■ ARTICLE:
- - -

If I were to design a tool for this, I'd want the entire thing controlled by a single YAML configuration file. Two top-level sections: sources to describe how raw data becomes a graph, and patterns to express what I'm looking for in that graph. Let me walk through both in detail.

Sources β€” Loading the Graph

The sources section describes where your data comes from and how to turn each row into graph elements. Each source entry points to a file and defines a format block with two optional scripts: filter and load.

For the scripting language, I'd reach for VRL β€” Vector Remap Language β€” a safe, sandboxed expression language originally built for the Vector observability pipeline. It's expressive enough for real data wrangling, and it could be extended with a handful of custom functions to express graph operations directly.

Here's what a complete sources block would look like for the movie dataset:

sources:
  # --- Source 1: Load Person vertices ---
  - type: file
    path: $movie_file          # resolved at runtime via --variable movie_file=...

- - -

■ INFORMATION SUPPLIED:
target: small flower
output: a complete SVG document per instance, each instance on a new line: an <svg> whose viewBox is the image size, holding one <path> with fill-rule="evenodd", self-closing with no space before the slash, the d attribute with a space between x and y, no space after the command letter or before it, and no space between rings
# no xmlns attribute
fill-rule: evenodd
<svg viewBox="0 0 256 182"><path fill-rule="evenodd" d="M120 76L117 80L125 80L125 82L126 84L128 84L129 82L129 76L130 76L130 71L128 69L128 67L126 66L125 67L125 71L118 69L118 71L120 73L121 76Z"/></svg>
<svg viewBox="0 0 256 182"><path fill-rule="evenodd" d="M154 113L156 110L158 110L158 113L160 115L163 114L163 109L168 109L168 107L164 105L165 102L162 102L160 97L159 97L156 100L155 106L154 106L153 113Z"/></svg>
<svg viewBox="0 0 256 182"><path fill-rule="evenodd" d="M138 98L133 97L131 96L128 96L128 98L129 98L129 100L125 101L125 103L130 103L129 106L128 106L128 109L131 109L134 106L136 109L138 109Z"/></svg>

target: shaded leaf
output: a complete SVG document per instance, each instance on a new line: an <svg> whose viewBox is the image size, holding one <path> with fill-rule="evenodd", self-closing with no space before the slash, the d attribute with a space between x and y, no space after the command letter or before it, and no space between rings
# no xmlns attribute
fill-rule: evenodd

- - -

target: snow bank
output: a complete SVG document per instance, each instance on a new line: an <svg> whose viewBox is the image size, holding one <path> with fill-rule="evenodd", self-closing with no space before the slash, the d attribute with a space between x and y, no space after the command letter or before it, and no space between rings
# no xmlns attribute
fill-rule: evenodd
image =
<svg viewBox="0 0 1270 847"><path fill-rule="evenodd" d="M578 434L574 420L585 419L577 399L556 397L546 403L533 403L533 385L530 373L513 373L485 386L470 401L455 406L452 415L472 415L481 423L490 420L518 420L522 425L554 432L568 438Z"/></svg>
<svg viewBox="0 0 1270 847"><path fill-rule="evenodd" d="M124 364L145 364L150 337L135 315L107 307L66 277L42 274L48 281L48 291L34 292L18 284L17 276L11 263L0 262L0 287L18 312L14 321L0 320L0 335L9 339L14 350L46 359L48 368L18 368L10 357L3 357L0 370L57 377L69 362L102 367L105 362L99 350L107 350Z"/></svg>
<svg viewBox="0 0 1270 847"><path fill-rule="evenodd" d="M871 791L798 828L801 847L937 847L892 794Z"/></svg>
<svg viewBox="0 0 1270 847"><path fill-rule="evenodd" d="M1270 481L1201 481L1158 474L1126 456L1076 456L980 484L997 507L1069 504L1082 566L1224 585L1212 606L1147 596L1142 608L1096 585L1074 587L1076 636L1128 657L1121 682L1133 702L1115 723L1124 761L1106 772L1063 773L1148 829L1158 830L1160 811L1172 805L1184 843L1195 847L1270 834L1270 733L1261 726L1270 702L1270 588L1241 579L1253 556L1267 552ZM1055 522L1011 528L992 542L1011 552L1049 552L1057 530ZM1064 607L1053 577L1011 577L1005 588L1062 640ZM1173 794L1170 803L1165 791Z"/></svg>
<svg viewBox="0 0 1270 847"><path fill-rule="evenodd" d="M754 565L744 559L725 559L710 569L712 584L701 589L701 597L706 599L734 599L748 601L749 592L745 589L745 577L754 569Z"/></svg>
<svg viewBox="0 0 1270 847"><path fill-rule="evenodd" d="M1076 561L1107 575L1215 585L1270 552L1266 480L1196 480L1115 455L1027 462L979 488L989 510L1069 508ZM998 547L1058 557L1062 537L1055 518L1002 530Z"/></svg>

- - -

■ PROBLEM DETAILS:
Continue the article on configuring a graph tool with a single YAML file, picking up right after its last line.

■ EXPECTED OUTPUT:
    format:
      filter: msg.Entity == "Person"   # only process rows where Entity is "Person"
      load: |
        .id = record_id!("person", [msg.tmdbId])   # build a typed record ID: person:190
        .name = msg.name
        + @                            # mark this object as a vertex to be created

  # --- Source 2: Load Movie vertices ---
  - type: file
    path: $movie_file
    format:
      filter: msg.Entity == "Movie"
      load: |
        .id = record_id!("movie", [msg.movieId])   # e.g. movie:33
        .title = msg.name
        + @

  # --- Source 3: Acting edges ---
  - type: file
    path: $movie_file
    format:
      filter: msg.Entity == "Join" && msg.Work == "Acting"
      load: |
        .id = record_id!("acted_in", [msg.tmdbId, msg.movieId, msg.role])
        .role = msg.role
        .person.id = record_id!("person", [msg.tmdbId])
        .movie.id  = record_id!("movie",  [msg.movieId])
        + @person->@->@movie    # create the edge; the root object becomes the edge record

  # --- Source 4: Directing edges ---
  - type: file
    path: $movie_file
    format:
      filter: msg.Entity == "Join" && msg.Work == "Directing"
      load: |
        .person.id = record_id!("person", [msg.tmdbId])
        .movie.id  = record_id!("movie",  [msg.movieId])
        + @person->directed->@movie    # anonymous edge β€” no edge record object

Let me unpack each key concept.

filter β€” Row-Level Gating

filter: msg.Entity == "Person"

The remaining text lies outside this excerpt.